### EXCERPTED RECORDS ###
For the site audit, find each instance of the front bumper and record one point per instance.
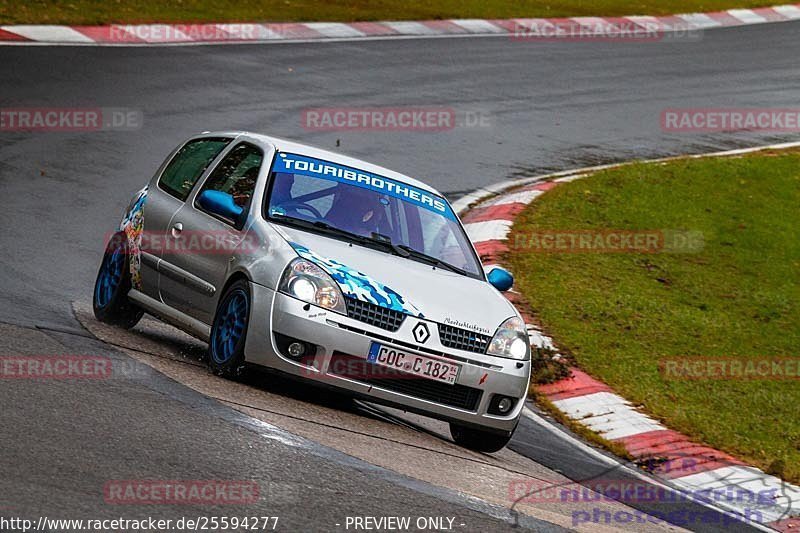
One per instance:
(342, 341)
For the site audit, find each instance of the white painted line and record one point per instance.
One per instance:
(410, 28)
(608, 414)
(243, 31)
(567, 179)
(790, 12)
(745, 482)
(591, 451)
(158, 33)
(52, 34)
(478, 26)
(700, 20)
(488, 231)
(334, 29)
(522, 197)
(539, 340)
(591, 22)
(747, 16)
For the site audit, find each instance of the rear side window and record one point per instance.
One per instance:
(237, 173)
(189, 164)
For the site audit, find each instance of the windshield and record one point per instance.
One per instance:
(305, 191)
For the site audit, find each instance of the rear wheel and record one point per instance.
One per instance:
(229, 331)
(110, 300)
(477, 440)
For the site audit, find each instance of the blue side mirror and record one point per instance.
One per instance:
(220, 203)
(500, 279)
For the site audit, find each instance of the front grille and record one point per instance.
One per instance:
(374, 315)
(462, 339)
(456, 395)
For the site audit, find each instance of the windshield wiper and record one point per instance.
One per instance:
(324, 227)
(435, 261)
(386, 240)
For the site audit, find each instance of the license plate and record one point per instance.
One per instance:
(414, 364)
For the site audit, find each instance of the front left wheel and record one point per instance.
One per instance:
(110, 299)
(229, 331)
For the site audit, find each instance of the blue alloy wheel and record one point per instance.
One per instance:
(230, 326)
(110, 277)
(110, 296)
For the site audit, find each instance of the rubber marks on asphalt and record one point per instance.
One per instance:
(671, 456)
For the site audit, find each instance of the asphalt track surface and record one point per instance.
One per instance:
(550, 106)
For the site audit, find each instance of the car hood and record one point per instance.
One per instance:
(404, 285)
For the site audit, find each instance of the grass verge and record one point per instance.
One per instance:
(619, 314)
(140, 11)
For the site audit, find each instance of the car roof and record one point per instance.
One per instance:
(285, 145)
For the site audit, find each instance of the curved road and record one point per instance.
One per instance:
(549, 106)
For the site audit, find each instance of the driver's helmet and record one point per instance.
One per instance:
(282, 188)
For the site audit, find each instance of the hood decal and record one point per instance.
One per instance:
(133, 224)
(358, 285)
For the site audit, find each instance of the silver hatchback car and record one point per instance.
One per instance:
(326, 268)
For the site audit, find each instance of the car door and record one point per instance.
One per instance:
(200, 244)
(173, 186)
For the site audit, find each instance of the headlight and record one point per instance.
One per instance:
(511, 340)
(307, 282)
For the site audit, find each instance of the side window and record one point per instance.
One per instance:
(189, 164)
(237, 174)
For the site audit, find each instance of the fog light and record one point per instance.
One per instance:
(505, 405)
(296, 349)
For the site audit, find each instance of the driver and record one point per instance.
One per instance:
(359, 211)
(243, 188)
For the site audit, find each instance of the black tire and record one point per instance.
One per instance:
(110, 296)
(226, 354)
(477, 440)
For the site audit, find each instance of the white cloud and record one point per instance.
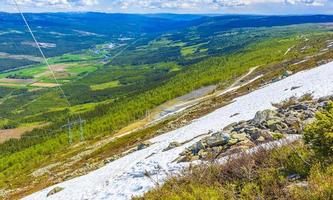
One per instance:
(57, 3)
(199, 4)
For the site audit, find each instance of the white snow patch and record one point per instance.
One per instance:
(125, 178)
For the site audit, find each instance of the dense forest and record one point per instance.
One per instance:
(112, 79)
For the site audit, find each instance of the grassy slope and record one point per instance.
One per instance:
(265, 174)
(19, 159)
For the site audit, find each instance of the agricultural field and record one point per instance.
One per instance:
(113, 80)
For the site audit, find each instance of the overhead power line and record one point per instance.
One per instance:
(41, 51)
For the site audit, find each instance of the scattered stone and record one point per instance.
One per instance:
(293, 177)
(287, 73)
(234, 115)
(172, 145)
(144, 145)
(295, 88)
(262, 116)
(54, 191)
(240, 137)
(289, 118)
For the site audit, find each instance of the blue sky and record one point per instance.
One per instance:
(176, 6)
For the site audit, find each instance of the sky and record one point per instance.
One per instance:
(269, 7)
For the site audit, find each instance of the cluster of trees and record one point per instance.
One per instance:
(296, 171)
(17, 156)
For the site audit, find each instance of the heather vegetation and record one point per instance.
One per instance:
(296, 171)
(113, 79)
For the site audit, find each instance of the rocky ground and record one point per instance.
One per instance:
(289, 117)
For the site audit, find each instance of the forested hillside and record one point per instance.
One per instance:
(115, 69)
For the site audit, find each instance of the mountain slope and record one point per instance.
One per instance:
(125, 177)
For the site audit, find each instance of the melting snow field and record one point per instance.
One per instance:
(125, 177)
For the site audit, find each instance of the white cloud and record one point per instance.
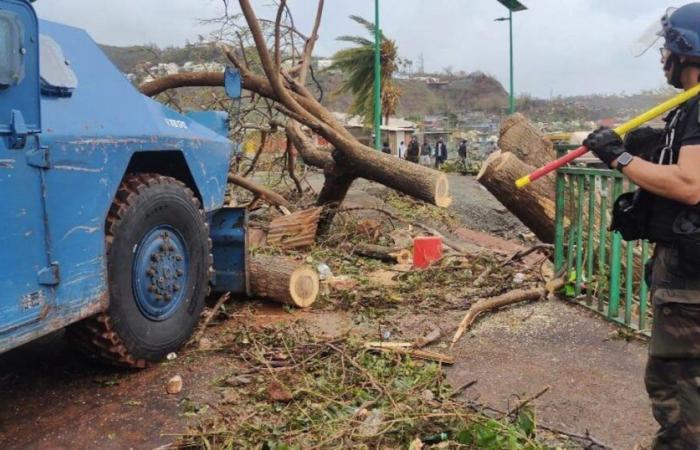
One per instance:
###
■ GOAL OF THE EXERCISE: I'd like every record above written out again exactly, without the pictures.

■ ANSWER TO THE EXERCISE:
For the site audit, find each instance of the front bumper and record one point per instance.
One per instance:
(342, 341)
For the site audit, find each instance of the white painted line and record one point per instance.
One per instance:
(410, 28)
(608, 414)
(243, 31)
(567, 179)
(790, 12)
(745, 482)
(591, 451)
(158, 33)
(52, 34)
(478, 26)
(700, 20)
(488, 231)
(334, 29)
(522, 197)
(539, 340)
(591, 22)
(747, 16)
For the site audit, find each instance of the rear side window and record one point per instance.
One per instance:
(237, 173)
(189, 164)
For the site audit, find each instance of the windshield and record one point per instance.
One per instance:
(305, 191)
For the site audit, find each instance of the rear wheel and record one point per instance.
One per instance:
(229, 331)
(110, 300)
(477, 440)
For the site audit, find each instance of the blue side mirror and record one point per instance.
One per instance:
(220, 203)
(500, 279)
For the site audit, find each instance of the front grille and record one point per instance.
One per instance:
(374, 315)
(462, 339)
(456, 395)
For the site audit, find each instance of the windshield wiper and record one point per instance.
One per instance:
(324, 227)
(435, 261)
(386, 240)
For the site audit, find each instance of the license plate and record one point per instance.
One per instance:
(414, 364)
For the site audit, find each instance of the front left wheel and record one point per instance.
One per instance:
(110, 299)
(229, 331)
For the site audit, find each instance of the blue alloy wheel and record one point per instance.
One per instance:
(230, 326)
(110, 277)
(110, 296)
For the site audit, find each instance of the rubber marks on asphalt and record one point per instance.
One per instance:
(671, 456)
For the site audit, find each instance of the asphalt track surface and record one point per instance.
One per instance:
(550, 106)
For the site audit, find each instance of the car hood and record one point per instance.
One per instance:
(404, 285)
For the site audit, find each instance of the grass verge and record one point per instance.
One per instance:
(619, 314)
(140, 11)
For the site audit, find each instance of the car roof and record one point per instance.
One per instance:
(285, 145)
For the site audit, find each instance of the curved road and record one point per instance.
One per instance:
(549, 106)
For the site audit, find each instance of the driver's helmet and record one point per instance.
One per instance:
(282, 188)
For the site audit, find each instance of the hood decal and record one point per instance.
One per instance:
(133, 224)
(358, 285)
For the site audit, find each instance of the silver hatchback car and record one point per instance.
One per instance:
(326, 268)
For the site audit, find each instance of the car door and record one point per instance.
One per instance:
(200, 244)
(173, 186)
For the site audit, find each instance of the headlight and record one point per instance.
One per instance:
(511, 340)
(307, 282)
For the site audit, find each instance of the side window and record one point per instance.
One per instance:
(189, 164)
(237, 174)
For the site audit, find each instance of the fog light and record one point per instance.
One per instance:
(505, 405)
(296, 349)
For the site audit, find each instance of the driver and record one point per instance.
One per instance:
(359, 211)
(243, 188)
For the site audit, find each instance of the black tire and record one point per instance.
One per instance:
(110, 296)
(226, 354)
(477, 440)
For the site audit, find each instance of the white cloud and record one point per instance.
One per instance:
(57, 3)
(199, 4)
For the site audit, find each instance of the white snow patch and record one point per instance.
One per instance:
(125, 178)
For the site audit, find each instance of the dense forest and record one point per instance.
One per instance:
(112, 79)
For the site audit, find each instance of the grassy slope and record one point per instance.
One per instance:
(265, 174)
(19, 159)
For the site audit, find each instance of the agricultural field and record one point per instance.
One per instance:
(113, 80)
For the site audit, find each instance of the overhead power line and record one point per instance.
One per instance:
(41, 51)
For the site audit, find each instance of the scattered stone and record one point per instance.
One per instance:
(293, 177)
(287, 73)
(234, 115)
(172, 145)
(144, 145)
(295, 88)
(262, 116)
(54, 191)
(240, 137)
(289, 118)
For the site audit, find each instance of the blue sky and record one point per instance.
One per instance:
(176, 6)
For the site audit, find each instance of the sky and record one point per instance.
One per instance:
(269, 7)
For the site audit, find each instance of the cluster of trees and record one point per instance.
One per instance:
(296, 171)
(17, 156)
For the site audit, find each instance of the heather vegetation and record one point per instance.
One per instance:
(296, 171)
(113, 79)
For the site audit, find each instance of the rocky ground and record one point per instance.
One per instance:
(289, 117)
For the site audit, find each instance of the forested hillside and record one point per instance.
One per instance:
(115, 69)
For the site audit, find each instance of the mountain slope and record one point per instance.
One per instance:
(125, 177)
For the site audit, find each instance of the melting snow field and record one point per instance.
One per instance:
(125, 177)
For the site audit, find each instance of the white cloud and record one point per instance.
One per instance:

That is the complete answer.